-------- Data supplied --------

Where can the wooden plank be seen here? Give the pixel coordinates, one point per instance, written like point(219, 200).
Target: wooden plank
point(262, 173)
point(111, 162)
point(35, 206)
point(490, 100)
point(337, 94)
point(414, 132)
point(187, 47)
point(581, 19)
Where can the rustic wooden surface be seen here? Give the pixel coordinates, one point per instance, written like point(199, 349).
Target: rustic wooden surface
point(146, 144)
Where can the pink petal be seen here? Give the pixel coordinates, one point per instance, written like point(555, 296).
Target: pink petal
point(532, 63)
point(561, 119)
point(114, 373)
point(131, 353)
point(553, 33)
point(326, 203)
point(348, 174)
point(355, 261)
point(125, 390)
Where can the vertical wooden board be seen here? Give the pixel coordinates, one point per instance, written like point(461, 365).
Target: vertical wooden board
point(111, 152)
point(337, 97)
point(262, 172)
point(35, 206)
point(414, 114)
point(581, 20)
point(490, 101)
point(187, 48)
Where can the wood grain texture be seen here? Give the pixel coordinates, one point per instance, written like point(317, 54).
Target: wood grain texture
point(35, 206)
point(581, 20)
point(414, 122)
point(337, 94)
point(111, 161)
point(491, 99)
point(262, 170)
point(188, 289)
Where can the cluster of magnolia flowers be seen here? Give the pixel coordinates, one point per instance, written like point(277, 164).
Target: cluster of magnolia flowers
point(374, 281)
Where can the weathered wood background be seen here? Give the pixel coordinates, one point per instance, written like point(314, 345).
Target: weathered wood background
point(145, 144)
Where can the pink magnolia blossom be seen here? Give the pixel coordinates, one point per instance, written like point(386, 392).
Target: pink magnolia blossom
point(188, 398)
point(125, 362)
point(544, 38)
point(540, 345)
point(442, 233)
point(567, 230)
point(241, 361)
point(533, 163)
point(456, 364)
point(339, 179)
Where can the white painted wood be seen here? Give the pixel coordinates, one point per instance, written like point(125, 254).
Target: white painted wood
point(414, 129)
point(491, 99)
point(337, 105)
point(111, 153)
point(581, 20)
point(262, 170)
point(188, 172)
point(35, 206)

--------
-------- Data supplied --------

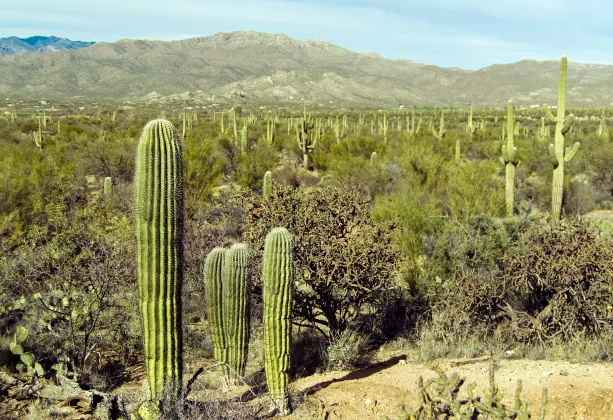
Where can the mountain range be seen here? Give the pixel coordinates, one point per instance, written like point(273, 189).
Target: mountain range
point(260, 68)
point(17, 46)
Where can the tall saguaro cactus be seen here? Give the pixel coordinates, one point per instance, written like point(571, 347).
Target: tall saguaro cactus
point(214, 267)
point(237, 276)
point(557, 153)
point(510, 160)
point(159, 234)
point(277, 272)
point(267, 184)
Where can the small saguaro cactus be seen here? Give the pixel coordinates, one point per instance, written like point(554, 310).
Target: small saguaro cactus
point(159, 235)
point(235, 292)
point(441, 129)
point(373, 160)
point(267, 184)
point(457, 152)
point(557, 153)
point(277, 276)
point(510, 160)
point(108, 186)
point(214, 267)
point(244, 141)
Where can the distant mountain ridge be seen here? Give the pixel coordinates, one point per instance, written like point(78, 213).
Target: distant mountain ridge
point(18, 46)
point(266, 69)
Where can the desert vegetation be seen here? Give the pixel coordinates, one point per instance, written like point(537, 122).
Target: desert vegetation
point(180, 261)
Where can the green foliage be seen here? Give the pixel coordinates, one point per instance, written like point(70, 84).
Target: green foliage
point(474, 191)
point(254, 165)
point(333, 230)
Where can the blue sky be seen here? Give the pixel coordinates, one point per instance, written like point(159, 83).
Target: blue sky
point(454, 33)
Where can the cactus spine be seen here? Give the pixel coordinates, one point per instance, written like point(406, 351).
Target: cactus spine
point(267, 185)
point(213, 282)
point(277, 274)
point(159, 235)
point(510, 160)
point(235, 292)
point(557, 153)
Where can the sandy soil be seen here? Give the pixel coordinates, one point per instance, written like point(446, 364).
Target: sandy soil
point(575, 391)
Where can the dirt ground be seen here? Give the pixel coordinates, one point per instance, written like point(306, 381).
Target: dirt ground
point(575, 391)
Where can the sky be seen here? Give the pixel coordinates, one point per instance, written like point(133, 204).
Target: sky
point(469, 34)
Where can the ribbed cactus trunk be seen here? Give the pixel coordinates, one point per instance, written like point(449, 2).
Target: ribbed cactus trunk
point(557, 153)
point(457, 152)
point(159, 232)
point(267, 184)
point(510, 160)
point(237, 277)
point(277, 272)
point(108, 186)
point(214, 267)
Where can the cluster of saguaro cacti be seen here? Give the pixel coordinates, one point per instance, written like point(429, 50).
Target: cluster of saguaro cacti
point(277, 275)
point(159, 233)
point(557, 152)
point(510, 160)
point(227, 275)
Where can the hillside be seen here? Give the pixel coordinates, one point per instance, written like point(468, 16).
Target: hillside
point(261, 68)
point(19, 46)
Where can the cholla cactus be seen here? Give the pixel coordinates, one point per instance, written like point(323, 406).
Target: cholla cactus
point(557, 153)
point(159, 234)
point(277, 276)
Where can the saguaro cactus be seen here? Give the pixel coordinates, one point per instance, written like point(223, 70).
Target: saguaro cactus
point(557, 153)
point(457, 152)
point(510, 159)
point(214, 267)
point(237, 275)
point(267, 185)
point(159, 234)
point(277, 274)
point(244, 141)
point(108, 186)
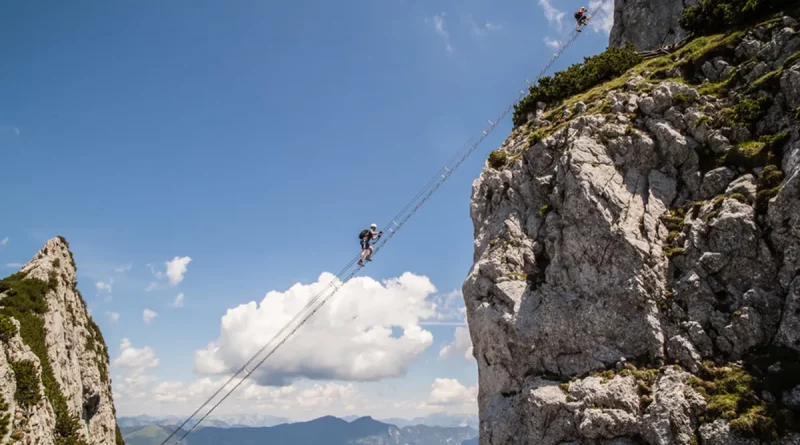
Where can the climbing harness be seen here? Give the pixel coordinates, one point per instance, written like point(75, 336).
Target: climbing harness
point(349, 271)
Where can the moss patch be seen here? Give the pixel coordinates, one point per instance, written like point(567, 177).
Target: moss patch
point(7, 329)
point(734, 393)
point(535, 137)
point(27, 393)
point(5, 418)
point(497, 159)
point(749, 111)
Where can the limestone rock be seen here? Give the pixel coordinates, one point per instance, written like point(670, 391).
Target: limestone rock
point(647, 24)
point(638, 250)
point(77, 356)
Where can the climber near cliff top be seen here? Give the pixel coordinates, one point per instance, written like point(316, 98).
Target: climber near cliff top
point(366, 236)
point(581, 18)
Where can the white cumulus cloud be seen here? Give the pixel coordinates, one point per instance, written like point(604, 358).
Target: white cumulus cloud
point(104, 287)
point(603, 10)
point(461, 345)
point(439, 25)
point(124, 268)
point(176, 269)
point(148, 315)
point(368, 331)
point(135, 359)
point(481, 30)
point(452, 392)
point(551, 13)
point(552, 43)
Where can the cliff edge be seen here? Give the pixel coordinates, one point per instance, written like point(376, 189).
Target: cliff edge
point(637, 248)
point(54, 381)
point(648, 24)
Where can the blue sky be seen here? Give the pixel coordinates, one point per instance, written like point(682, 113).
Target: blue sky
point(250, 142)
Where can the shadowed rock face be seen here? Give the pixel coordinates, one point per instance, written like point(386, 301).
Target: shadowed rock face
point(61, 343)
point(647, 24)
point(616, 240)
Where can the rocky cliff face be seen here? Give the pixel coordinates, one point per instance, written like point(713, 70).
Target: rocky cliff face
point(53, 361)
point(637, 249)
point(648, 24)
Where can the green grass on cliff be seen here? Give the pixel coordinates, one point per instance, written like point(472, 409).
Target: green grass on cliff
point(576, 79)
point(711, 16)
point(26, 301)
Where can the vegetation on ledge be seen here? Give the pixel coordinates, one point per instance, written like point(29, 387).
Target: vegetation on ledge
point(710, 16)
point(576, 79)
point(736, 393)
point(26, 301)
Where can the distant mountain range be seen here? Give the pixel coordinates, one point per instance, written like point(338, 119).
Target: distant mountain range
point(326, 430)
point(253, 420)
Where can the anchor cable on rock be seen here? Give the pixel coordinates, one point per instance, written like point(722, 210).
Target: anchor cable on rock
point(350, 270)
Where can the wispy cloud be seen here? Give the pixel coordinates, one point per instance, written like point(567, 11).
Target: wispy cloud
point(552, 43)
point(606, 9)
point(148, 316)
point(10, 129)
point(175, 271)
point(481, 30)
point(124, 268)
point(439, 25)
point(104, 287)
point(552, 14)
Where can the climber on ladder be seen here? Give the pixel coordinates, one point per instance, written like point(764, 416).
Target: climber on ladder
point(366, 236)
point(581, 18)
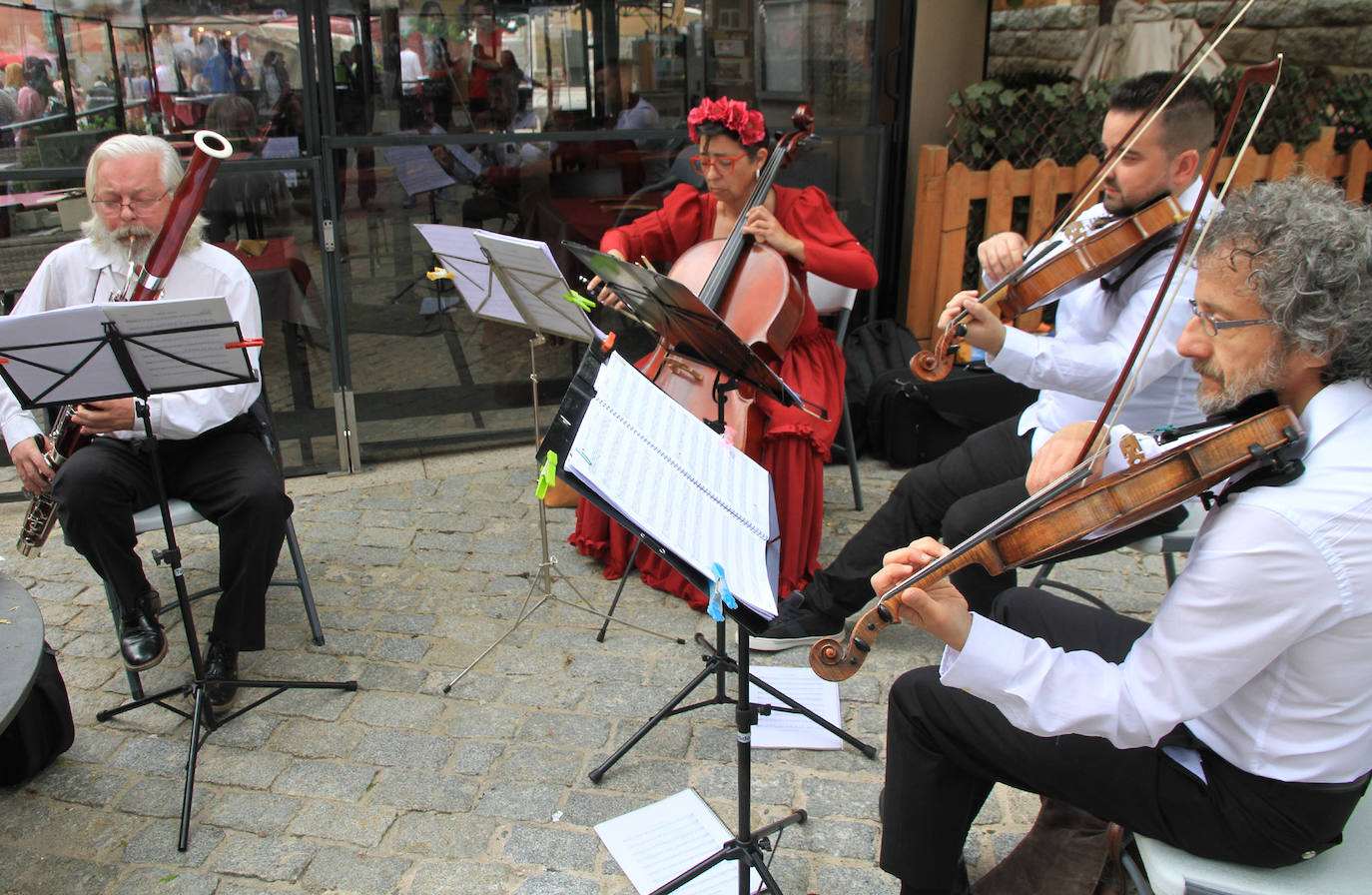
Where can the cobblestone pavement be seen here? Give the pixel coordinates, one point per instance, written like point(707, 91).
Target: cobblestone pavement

--------

Copy the rows word for word, starting at the line that contains "Where can the vertical" and stopping after the line that contains "point(414, 114)".

## Task answer
Where can the vertical wooden board be seen here? Give the pixel coordinates, one point per instance, written like point(461, 365).
Target: vertical wooden board
point(111, 152)
point(337, 97)
point(262, 172)
point(35, 206)
point(414, 114)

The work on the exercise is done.